## Point placement records
· · ·

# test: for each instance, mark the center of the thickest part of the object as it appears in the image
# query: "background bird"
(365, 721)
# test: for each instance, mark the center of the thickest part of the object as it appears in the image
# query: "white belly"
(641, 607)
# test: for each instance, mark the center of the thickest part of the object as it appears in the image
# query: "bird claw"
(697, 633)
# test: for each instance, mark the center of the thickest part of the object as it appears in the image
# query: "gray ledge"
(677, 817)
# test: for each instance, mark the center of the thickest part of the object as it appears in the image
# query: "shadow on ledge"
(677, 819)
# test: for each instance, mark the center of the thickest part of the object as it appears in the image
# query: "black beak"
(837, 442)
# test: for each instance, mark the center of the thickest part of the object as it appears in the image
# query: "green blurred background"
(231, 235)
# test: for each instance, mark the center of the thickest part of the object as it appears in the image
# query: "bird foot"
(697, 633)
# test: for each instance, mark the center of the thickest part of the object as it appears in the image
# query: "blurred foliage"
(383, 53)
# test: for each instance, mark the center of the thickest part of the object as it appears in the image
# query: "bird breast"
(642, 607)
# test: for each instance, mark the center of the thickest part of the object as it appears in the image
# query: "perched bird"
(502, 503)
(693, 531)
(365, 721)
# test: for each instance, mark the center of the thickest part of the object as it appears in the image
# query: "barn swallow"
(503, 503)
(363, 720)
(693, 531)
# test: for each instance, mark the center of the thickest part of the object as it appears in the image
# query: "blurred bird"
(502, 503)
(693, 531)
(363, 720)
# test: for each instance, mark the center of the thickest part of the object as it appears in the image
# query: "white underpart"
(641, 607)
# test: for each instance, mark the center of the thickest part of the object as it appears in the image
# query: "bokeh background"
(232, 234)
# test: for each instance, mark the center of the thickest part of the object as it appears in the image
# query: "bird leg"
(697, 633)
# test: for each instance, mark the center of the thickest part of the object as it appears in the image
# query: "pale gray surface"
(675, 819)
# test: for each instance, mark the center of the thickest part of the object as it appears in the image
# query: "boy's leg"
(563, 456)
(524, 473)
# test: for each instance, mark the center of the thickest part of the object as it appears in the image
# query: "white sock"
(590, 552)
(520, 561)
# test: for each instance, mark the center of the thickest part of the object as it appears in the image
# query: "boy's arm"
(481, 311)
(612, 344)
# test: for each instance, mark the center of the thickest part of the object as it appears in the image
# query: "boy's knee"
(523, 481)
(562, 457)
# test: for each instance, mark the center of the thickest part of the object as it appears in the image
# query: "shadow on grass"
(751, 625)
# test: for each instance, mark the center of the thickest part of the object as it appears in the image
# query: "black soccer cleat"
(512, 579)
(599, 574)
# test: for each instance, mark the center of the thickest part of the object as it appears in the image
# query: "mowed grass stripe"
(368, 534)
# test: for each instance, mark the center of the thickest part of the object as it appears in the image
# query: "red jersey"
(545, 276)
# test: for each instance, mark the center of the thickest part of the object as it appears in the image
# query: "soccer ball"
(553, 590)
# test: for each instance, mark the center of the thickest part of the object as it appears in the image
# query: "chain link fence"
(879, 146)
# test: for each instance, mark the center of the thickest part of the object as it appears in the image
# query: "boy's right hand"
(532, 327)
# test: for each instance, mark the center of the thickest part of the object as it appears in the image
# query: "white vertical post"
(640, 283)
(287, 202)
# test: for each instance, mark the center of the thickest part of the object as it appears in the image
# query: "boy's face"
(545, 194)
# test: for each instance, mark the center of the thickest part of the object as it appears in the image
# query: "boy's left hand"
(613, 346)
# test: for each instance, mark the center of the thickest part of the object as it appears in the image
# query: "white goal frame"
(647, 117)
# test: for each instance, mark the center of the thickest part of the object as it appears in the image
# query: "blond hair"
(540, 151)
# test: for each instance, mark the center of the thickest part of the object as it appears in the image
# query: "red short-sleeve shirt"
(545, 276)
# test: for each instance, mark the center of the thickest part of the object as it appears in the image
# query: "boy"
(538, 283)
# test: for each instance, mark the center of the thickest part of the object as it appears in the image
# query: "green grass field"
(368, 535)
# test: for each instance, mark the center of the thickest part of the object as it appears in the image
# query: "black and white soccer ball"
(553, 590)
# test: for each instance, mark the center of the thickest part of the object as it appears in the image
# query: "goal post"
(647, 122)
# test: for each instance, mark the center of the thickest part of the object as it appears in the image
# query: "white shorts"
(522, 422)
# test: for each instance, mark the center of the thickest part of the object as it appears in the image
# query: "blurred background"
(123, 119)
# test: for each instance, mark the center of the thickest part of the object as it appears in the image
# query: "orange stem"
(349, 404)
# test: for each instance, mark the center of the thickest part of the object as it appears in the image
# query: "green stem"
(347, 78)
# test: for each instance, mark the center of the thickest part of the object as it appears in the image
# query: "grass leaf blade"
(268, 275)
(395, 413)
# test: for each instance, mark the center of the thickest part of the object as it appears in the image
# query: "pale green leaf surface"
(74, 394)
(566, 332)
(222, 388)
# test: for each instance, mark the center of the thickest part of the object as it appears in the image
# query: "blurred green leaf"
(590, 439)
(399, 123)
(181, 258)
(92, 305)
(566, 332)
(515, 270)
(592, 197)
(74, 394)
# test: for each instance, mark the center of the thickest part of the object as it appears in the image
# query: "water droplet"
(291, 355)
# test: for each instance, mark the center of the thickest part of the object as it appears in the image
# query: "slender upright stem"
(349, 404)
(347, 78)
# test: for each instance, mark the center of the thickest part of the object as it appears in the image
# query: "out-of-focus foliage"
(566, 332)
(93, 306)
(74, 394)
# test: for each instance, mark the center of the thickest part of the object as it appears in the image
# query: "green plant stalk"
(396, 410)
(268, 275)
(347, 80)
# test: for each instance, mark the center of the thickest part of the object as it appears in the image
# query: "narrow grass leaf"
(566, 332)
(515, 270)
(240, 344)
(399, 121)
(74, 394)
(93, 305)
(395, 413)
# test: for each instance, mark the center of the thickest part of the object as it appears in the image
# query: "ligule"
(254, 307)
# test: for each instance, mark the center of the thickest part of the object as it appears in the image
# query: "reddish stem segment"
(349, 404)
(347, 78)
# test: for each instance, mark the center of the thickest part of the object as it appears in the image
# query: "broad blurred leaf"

· · ·

## Challenge
Reproduce the whole listing word for word.

## Answer to the exercise
# test: for each instance, mark the center of the thickest part of the object as it appears in the image
# query: "background bird"
(365, 721)
# test: for each instance, mark the center of the thickest part of the object as it appears in the image
# query: "white belly"
(641, 607)
# test: for each instance, mark the center of the thickest part of the object as it appears in the image
# query: "bird claw"
(697, 633)
# test: for each instance, mark the center of the thickest part of the object as it appears in the image
# query: "gray ledge"
(677, 817)
# test: for each instance, mark the center of the thickest part of the object as it appears in the image
# query: "shadow on ledge"
(677, 819)
# test: for each instance, mark the center of the thickest part of the object as it appears in the image
# query: "black beak"
(837, 442)
# test: for each instance, mark the center of the thickest part of the object as it appears in the image
# query: "green blurred background"
(231, 235)
# test: for each instance, mark the center of the thickest part of the object as it appears in the image
# query: "bird foot"
(697, 633)
# test: for each instance, mark the center of the thickest part of the object as it appears in the image
# query: "blurred foliage"
(383, 53)
# test: for each instance, mark the center of the thickest part of the object as it appears in the image
# query: "bird breast"
(642, 607)
# test: for each instance, mark the center of the thickest part of the object as it appears in the image
# query: "perched bird"
(502, 503)
(693, 531)
(365, 721)
# test: for each instance, mark the center of the thickest part of the object as it appears in the image
# query: "barn swallow"
(503, 503)
(363, 720)
(693, 531)
# test: for each instance, mark the center of the thickest part of the object as it appears in the image
# query: "blurred bird"
(502, 503)
(693, 531)
(363, 720)
# test: for each instance, mark the center of the thickest part of the object as it appears in the image
# query: "white underpart"
(641, 607)
# test: for each instance, mark the center of the thickest part of the object as it appears in the image
# query: "bokeh background"
(232, 234)
# test: for each instance, mark the center of the thickest part of the object as it appears in the image
# query: "bird leg"
(697, 633)
# test: for each instance, mark the center of the thickest part of the object as it appears in the image
# query: "pale gray surface"
(675, 819)
# test: for each instance, mark the center of the thickest part of the object as it appears in the image
# query: "boy's leg"
(563, 456)
(524, 473)
# test: for each instance, mark the center of the thickest part of the object as it appears in the image
# query: "white sock"
(590, 552)
(520, 561)
# test: for each instance, mark the center of the thickest part of the object as it appears in the image
# query: "boy's arm"
(481, 311)
(612, 344)
# test: for each instance, mark the center of the thickest part of the object as it appears in the image
# query: "boy's knee"
(523, 481)
(562, 457)
# test: for each instance, mark the center of the thickest part of the object as it appears in the image
# query: "shadow on grass"
(751, 625)
# test: for each instance, mark the center of the thickest part of the object as it appears in the image
# query: "black soccer cleat"
(512, 579)
(599, 574)
# test: for each instance, mark the center of the thickest part of the object as it appears in the image
# query: "mowed grass stripe"
(368, 534)
# test: for each instance, mark the center of the thickest part of the object as it appears in the image
# query: "red jersey"
(545, 276)
# test: for each instance, mark the center of the thickest part of the object as it appears in the image
# query: "soccer ball"
(553, 590)
# test: for each instance, mark the center of the thickest part of the object as it appears in the image
# query: "chain link fence"
(879, 146)
# test: for each instance, mark the center of the thickest part of the object as it appears in the image
# query: "boy's right hand"
(532, 327)
# test: for each instance, mark the center of the thickest part of the object as it appears in the image
# query: "white vertical post"
(640, 283)
(287, 202)
# test: for each instance, mark the center of the thickest part of the object as it appears in the image
# query: "boy's face"
(545, 194)
# test: for each instance, mark the center of the thickest part of the object as it appears in the image
# query: "boy's left hand"
(613, 346)
# test: for each instance, mark the center of the thickest part of the object as it appears in the image
# query: "white goal frame"
(647, 117)
# test: for each instance, mark the center of the thickest part of the object as it appears in the image
# query: "blond hair"
(540, 151)
# test: for each instance, mark the center of the thickest part of the object as it appears in the image
# query: "red short-sleeve shirt"
(545, 276)
# test: for each instance, mark the center of the thickest part of the object as it appears in the image
# query: "boy"
(538, 283)
# test: for each instance, mark the center of the thickest part of the object as it appears in the image
# query: "green grass field"
(368, 535)
# test: for each instance, mark the center of the thickest part of the object as it appears in the image
# query: "black and white soccer ball"
(553, 590)
# test: for each instance, mark the center of the thickest part of the object as it appears in the image
# query: "goal post"
(647, 122)
# test: for each instance, mark the center of the thickest part of the object as it appears in the image
# query: "white shorts"
(522, 422)
# test: for each instance, mark the center of the thickest part of the object as it appears in the image
# query: "blurred background"
(123, 119)
# test: for each instance, mark the center of the thickest part of the object as it appears in the image
# query: "orange stem"
(349, 404)
# test: for each instance, mark the center of the thickest part of the object as it appears in the image
# query: "green stem"
(347, 78)
# test: for each instance, mark the center of the thickest part of the object as it appears in the image
# query: "grass leaf blade"
(268, 275)
(395, 413)
# test: for each instance, mark the center of the thickest part of the object as it appears in the image
# query: "pale green leaf surface"
(74, 394)
(566, 332)
(222, 388)
# test: for each instance, mark the center of the thickest part of the object as it appears in the image
# query: "blurred green leaf"
(590, 439)
(399, 123)
(181, 258)
(92, 305)
(566, 332)
(515, 270)
(592, 197)
(74, 394)
# test: for each instance, mark the center of the thickest part of the object as it appears in the image
# query: "water droplet"
(291, 355)
# test: for each instance, mark the center of the thickest part of the object as it appears in the image
# query: "slender upright stem"
(349, 404)
(347, 78)
# test: for each instance, mark the center of the thickest part of the object as it appears in the image
# query: "out-of-focus foliage"
(566, 332)
(93, 306)
(74, 394)
# test: for each instance, mark the center of the thickest part of the object as it appears in the image
# query: "green plant stalk"
(396, 410)
(268, 275)
(347, 80)
# test: for each instance, mark the center of the thickest part of the object as it appears in the image
# query: "narrow grass leaf"
(566, 332)
(515, 270)
(240, 344)
(399, 121)
(74, 394)
(93, 305)
(395, 413)
# test: for each instance, mark the center of the thickest part of the object as it appears in the image
# query: "ligule"
(254, 307)
# test: for each instance, mark the center of the thickest part of the object as it appears in the image
# query: "reddish stem segment"
(349, 404)
(347, 78)
# test: for each instance, mark the center of the thickest part of the object as it appears in the image
# query: "broad blurred leaf"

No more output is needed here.